◆ Selected passage:
If I am not mistaken, the established law is that you have and retain copyright over what you created and you aren't automatically giving that copyright up by publishing.
IANAL, but I believe that for web sites with user-generated content, the default law most commonly practised is that when no other ULA is in place, the user-generated content is owned by
both the poster and the web site it was posted on. Each owns their own copy.
In other words, they can do whatever they want with their own copy of what you have posted.
If the content is under a Creative Commons license however, ... then any copy must retain attribution to the original poster.
Here is where I can see a legal conflict: feeding content into a LLM strips away the attribution.
Content can be fed into a LLM without issue only if the content is owned by them, is explicitly Public Domain or if they somehow found a novel way to weave attribution into the LLM. (which I find unlikely)

[Plain-language descriptions of regions]
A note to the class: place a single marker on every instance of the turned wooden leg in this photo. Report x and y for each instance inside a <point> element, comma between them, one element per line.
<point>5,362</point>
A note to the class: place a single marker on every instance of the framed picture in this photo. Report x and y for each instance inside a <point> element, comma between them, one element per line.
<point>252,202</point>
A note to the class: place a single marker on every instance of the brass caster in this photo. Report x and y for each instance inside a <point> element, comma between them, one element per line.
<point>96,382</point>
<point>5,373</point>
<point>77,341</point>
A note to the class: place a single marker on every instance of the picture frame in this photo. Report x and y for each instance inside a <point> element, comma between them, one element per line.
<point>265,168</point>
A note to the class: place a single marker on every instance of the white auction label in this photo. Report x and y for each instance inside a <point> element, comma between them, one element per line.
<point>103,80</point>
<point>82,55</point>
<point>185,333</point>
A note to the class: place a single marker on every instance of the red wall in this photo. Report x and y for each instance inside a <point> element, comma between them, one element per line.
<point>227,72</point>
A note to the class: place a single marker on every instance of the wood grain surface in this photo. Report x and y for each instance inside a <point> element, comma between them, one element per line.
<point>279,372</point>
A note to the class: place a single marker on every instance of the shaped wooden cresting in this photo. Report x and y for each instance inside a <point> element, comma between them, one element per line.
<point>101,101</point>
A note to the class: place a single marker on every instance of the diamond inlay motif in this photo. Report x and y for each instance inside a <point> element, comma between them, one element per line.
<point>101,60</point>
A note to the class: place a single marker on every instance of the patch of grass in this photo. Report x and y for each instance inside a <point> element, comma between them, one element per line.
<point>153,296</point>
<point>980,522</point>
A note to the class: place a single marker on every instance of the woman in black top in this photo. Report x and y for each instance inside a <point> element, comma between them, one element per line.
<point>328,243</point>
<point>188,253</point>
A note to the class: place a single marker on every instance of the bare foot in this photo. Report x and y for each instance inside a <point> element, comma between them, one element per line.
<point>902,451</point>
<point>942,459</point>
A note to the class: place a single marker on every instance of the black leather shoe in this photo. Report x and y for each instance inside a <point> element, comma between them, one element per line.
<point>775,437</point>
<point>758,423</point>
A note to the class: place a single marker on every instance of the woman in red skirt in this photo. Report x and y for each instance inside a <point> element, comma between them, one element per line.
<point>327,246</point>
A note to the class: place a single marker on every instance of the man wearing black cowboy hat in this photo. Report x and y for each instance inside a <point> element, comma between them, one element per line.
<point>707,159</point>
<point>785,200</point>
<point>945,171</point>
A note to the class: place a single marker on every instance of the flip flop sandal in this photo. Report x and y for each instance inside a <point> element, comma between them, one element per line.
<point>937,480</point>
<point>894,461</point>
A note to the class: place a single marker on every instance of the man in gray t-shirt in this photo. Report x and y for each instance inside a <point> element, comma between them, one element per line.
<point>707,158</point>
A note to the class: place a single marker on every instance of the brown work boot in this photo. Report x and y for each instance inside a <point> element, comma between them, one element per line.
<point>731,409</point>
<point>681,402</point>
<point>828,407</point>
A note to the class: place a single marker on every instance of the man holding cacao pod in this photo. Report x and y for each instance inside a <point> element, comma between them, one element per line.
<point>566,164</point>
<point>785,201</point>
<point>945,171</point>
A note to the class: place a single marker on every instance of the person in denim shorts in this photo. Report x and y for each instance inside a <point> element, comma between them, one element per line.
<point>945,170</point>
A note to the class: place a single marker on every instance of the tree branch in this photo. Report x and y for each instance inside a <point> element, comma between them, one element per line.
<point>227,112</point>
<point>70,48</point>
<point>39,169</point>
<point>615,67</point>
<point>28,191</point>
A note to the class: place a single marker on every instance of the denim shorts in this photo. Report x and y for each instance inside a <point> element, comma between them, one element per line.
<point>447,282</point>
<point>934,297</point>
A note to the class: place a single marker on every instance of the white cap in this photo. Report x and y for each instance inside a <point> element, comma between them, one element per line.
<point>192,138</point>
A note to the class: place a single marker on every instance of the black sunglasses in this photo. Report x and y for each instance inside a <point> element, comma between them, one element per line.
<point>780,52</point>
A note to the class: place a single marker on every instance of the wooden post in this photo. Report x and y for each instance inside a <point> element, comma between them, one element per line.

◆ Check your understanding:
1) In the copyright post, what must any copy of content under a Creative Commons license keep?
2) Rewrite everything in the copyright post from "IANAL, but I" down to "you have posted.", putting "version" in place of "copy".
3) Carry on the copyright post from where it stops.

◆ Answers provided:
1) Attribution to the original poster.

2)
IANAL, but I believe that for web sites with user-generated content, the default law most commonly practised is that when no other ULA is in place, the user-generated content is owned by
both the poster and the web site it was posted on. Each owns their own version.
In other words, they can do whatever they want with their own version of what you have posted.

3)
You'd often see the argument "But it is
learning. Humans are allowed to learn stuff freely. This is just machines doing it".
That argument does not hold up:
First, humans and LLMs learn differently. Humans create mental models of what they ingest and feed
those interpretations into their neural networks. LLMs feed the raw text. It is actually more difficult for humans to learn raw text.
Second, even if humans do learn raw text, it is still
plagiarism to publish copyrighted text without attribution, even if you recite it from memory. LLMs will do that given the right parameters: but chatbots typically have measures in place to detect when the LLM does it, and stop the output from happening.